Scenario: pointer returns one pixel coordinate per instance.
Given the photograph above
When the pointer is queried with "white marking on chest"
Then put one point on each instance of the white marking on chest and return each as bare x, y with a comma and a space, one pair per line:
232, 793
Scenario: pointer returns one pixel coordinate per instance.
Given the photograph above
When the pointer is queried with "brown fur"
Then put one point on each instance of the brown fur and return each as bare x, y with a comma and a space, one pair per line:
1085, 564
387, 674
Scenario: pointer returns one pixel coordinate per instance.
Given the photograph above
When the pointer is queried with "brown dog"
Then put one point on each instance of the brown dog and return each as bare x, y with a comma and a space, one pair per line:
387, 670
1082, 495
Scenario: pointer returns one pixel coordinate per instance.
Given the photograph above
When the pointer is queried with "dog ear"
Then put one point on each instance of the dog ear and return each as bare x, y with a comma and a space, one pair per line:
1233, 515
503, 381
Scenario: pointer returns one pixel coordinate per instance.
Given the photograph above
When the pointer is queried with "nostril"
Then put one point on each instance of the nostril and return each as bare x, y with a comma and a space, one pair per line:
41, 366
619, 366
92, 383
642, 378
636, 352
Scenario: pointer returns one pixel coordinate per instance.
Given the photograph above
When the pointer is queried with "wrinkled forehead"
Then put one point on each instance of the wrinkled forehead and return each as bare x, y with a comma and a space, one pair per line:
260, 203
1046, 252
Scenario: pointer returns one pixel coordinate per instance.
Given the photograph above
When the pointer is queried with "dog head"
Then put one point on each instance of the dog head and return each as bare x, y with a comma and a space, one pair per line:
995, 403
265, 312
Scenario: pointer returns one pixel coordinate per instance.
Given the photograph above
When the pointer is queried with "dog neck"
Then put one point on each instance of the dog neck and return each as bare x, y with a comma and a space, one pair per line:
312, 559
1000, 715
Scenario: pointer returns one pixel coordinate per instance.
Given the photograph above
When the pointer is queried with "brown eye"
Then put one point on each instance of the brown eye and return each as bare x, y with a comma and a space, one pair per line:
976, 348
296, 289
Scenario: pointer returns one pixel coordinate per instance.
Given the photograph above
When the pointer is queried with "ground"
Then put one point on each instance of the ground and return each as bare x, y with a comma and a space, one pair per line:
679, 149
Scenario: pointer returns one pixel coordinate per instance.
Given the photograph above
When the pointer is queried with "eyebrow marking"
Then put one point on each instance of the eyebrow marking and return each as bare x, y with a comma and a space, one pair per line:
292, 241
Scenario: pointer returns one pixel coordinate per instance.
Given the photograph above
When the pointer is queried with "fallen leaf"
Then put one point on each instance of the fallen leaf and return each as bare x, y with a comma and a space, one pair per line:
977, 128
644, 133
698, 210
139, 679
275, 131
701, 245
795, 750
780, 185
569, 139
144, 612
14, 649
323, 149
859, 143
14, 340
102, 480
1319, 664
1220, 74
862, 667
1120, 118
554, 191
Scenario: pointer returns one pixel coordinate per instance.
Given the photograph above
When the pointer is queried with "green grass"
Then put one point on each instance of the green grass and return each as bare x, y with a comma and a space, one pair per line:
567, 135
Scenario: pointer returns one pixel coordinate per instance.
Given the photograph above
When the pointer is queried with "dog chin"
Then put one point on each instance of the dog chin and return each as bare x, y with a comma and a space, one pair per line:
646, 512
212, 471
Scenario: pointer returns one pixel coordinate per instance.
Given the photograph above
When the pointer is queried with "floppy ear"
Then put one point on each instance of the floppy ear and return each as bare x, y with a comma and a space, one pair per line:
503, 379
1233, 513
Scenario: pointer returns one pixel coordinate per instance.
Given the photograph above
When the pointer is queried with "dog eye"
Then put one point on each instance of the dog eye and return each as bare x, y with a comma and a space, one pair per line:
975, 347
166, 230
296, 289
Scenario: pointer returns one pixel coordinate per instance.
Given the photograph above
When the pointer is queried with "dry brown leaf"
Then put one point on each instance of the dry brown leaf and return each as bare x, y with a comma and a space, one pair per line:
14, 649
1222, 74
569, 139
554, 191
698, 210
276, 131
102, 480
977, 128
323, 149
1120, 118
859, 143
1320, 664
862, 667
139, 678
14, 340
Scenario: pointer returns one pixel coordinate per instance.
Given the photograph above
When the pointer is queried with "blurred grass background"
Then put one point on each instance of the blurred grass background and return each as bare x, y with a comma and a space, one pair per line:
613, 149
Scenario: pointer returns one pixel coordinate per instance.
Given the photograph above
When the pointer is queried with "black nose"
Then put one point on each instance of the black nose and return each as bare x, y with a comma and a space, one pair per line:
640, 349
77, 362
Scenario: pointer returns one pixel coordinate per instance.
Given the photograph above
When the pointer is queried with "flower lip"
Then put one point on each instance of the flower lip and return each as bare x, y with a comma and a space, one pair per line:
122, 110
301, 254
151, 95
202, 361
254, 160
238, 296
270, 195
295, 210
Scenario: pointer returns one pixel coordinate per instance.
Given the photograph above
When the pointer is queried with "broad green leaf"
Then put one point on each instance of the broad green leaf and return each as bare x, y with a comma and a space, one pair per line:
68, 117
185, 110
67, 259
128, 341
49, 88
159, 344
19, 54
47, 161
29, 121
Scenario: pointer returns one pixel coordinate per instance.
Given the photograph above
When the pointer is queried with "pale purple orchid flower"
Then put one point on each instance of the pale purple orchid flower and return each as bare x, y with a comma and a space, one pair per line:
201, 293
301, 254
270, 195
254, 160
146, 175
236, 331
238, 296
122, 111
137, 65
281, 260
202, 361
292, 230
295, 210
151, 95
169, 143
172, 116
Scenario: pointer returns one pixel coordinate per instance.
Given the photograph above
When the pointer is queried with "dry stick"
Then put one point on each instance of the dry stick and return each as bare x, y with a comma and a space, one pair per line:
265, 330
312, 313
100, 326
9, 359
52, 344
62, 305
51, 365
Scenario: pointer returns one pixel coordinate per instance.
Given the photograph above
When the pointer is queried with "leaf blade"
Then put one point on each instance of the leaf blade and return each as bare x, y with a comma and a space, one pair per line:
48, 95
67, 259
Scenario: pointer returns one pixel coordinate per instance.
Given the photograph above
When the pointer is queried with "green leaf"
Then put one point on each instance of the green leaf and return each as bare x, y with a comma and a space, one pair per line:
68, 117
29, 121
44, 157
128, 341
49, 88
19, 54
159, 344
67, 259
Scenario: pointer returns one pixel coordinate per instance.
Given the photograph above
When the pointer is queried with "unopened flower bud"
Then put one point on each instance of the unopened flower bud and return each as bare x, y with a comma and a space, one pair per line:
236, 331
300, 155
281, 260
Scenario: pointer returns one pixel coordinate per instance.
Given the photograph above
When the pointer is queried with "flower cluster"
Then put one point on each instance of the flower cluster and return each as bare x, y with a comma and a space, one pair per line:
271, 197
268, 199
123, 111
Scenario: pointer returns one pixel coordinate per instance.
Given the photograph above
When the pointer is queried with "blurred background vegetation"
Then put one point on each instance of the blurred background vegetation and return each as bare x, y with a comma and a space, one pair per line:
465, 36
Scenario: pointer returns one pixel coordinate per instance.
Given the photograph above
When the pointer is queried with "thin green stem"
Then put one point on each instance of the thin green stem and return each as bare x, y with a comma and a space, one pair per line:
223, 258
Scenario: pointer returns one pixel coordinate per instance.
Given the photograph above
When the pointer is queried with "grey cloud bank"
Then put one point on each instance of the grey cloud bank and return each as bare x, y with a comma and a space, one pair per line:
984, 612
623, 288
══════════════════════════════
Directions ::
Your task is to print all of the records exactly.

Written response ::
Scenario: pointer returns one pixel coordinate per instance.
Given the photograph above
When the pointer is queried with "white marking on chest"
Then put one point on each instance of the white marking on chest and return each as bare x, y with a comma and a space, one pair per line:
232, 793
Scenario: pointer returns one pixel coordinate per instance.
Given the photograph above
When the pointer is queried with "brown fur"
Then put one point on each instance of the brown fur and return each as bare x, y with a comma and a space, one pair per line:
1085, 564
387, 674
Scenario: pointer returns one pixel coordinate per instance.
Given the photograph above
When the pointer is queried with "brown dog"
Then put one point on each instance of the brown dog and return each as bare x, y with a comma and a space, one pair per line:
387, 670
1082, 495
Scenario: pointer returns one pixel coordinate per instance.
Given the photograph above
When the pointer is queried with "dog ear"
Then put one point on each instance of the dog ear and return each as bare x, y with a comma and a space, one pair per line:
1233, 515
503, 381
Scenario: pointer returns one pixel coordinate per instance.
Given the photograph above
When the pointer is queried with "nostril"
Then put one point on each instance of the nostril and return each as bare x, y with a comma and a space, one pair per line:
41, 366
619, 366
92, 383
642, 378
636, 352
Scenario: pointer returns one pixel coordinate per instance.
Given the photograph above
When the pointer is queried with "wrinkled forehead"
Then put one point on each instance of the wrinkled forehead and return each as bare x, y with a comma and a space, one pair per line:
260, 203
1046, 252
Scenario: pointer returns one pixel coordinate per instance.
Given the photograph above
When the pointer is queried with "dog head"
Then put one point on each instance of the dog head and return each as bare x, y with a comma and a space, one pair per line:
995, 403
265, 312
Scenario: pointer returns one pixel coordinate per instance.
Given the photograph above
When the pointer is queried with "dog neck"
Then put one point on each instance of the dog neck and return each as bare x, y with a comma and a space, one pair per line:
312, 559
1000, 715
Scenario: pointer returns one pixel coordinate per instance.
Given the photograph above
When the pointer is queried with "brown eye"
Then put one point on each instance of the brown eye and return each as bare x, y with a comma and a space, one pair per line:
976, 348
296, 289
Scenario: pointer returns one pixel coordinate per instance.
Given the photograph above
When the pointer is queried with "ground"
Then put one point on each instance of the ground and return each as bare x, y with a comma and a space, one pair per line:
679, 149
Scenario: pointer returns one pixel coordinate per instance.
Given the photograph above
When the pointer is queried with "eyebrow marking"
Then put one point on each instance of the eyebrow marking and return each as bare x, y with a comma and a space, one pair per line:
292, 241
Scenario: pointer returns one pixel coordinate per instance.
Given the photograph above
When the pointer is queried with "fallen leaf"
Then put one point on each instance of the fallen leaf and return each as bare x, y with a comma and a space, one pair per line:
977, 128
644, 133
698, 210
139, 679
275, 131
701, 245
795, 750
780, 185
569, 139
144, 612
14, 649
323, 149
859, 143
14, 340
102, 480
1319, 664
1220, 74
862, 667
1120, 118
554, 191
Scenario: pointer returns one pixel coordinate per instance.
Given the photograph above
When the pointer is queried with "green grass"
Then put one point on each instance of the green grass and return each as bare x, y with a comma and a space, one pair per line:
567, 135
Scenario: pointer returns one pixel coordinate per instance.
Given the photograph above
When the pointer is queried with "dog chin"
Then put one point on each instance of the dog chin and return each as bare x, y with a comma and a space, one pair per line:
646, 512
212, 471
Scenario: pointer returns one pixel coordinate per instance.
Given the photograph above
When the pointer is queried with "floppy ear"
Then put one point on each instance of the floppy ear and return each as bare x, y with a comma and a space, one pair per line:
503, 379
1233, 513
Scenario: pointer returns one pixel coordinate per instance.
Given the photograph above
When the pointer is queried with "dog eye"
Then put one point on each instance of the dog eye and return each as bare x, y with a comma and a space, one pair per line:
975, 347
166, 230
296, 289
Scenario: pointer returns one pixel coordinate per instance.
Given the photograph above
When the pointer is queried with "dry brown leaf"
Then put one point on each instance of the dry brown leaf and return each as bare x, y with a comma and a space, one pair per line:
14, 649
1222, 74
569, 139
554, 191
698, 210
276, 131
102, 480
977, 128
323, 149
1120, 118
859, 143
1320, 664
862, 667
139, 678
14, 340
Scenario: pointer returns one pixel coordinate per instance.
Given the photograph above
When the pointer is queried with "blurred grass background"
Then put one point on each instance of the blurred grass background and return each as bare x, y with a comma and a space, one pair per line:
613, 149
Scenario: pointer returns one pixel coordinate per instance.
Given the photograph above
When the pointer is queried with "black nose"
Then put one point on each instance of the black nose and return each as bare x, y with a comma and a space, one pair per line:
640, 349
77, 362
Scenario: pointer returns one pixel coordinate per instance.
Given the photograph above
When the pointer is queried with "flower lip"
Then put one point on each instance of the flower lip and return each as bare x, y with a comma and a space, one pair per line:
122, 110
301, 254
151, 95
202, 361
254, 160
238, 296
270, 195
295, 210
Scenario: pointer returns one pixel coordinate per instance.
Given the photograph above
When the pointer is queried with "broad green leaf"
Then put one point on each instance of the broad green leaf and return each as bare x, y with a comma and a space, one pair per line:
68, 117
185, 110
67, 259
128, 341
49, 88
159, 344
19, 54
47, 161
29, 121
Scenario: pointer returns one pixel coordinate per instance.
Given the photograph above
When the pointer is queried with "pale purple orchid flower"
Then put one point on each instance of the pale purple orchid flower and return each as bare x, y with a comma and a space, one pair per line:
201, 293
301, 254
270, 195
254, 160
146, 175
236, 331
238, 296
122, 111
137, 65
281, 260
202, 361
292, 230
295, 210
151, 95
169, 143
172, 116
Scenario: pointer returns one pixel coordinate per instance.
Given the photograph above
When the pointer is queried with "dry stick"
Then put one point on each instance of the dry stick and return each as bare x, y with a comma and a space, one pair per line:
265, 330
312, 313
100, 326
9, 359
52, 344
62, 305
51, 365
Scenario: pointer returns one pixel coordinate per instance.
Given the photograph above
When the pointer is queried with "leaf blade"
Then put one point on each instance of the leaf blade and return each as bare x, y with a comma and a space, one pair per line:
48, 95
67, 259
Scenario: pointer returns one pixel coordinate per instance.
Given the photograph above
When the pointer is queried with "green leaf"
Then put one point on each instance of the green leaf and return each as bare x, y with a comma and a space, one pair per line:
68, 117
29, 121
44, 157
128, 341
49, 88
19, 54
159, 344
67, 259
Scenario: pointer returns one pixel coordinate per instance.
Given the photograph above
When the pointer is queried with "unopened flower bud"
Then put one point on each instance of the unopened flower bud and return each as bare x, y with a comma and a space, one pair per line:
236, 331
300, 155
281, 260
Scenario: pointer returns one pixel coordinate per instance.
Given the photograph above
When the pointer is queried with "flower cluster"
Then put one point on each instance of the flower cluster and return each as bare x, y with a comma and a space, one pair per line:
271, 197
268, 199
123, 111
Scenario: pointer returns one pixel coordinate per instance.
Given the photograph above
When the pointer is queried with "blurred background vegetation"
Then put one point on each instance of the blurred background vegetation and return each as bare x, y with a comma and a space, one pair per line:
465, 36
Scenario: pointer returns one pixel coordinate per instance.
Given the photograph above
When the pointer is queried with "thin green stem"
Then put one point on each instance of the thin green stem and return each as bare x, y with a comma and a space, one pair per line:
223, 258
Scenario: pointer returns one pixel coordinate per instance.
Given the photograph above
When the pointer is queried with "grey cloud bank"
Then put one point on each instance of the grey cloud bank and return each as bare x, y with a comma and a space, one pair per line:
984, 612
623, 288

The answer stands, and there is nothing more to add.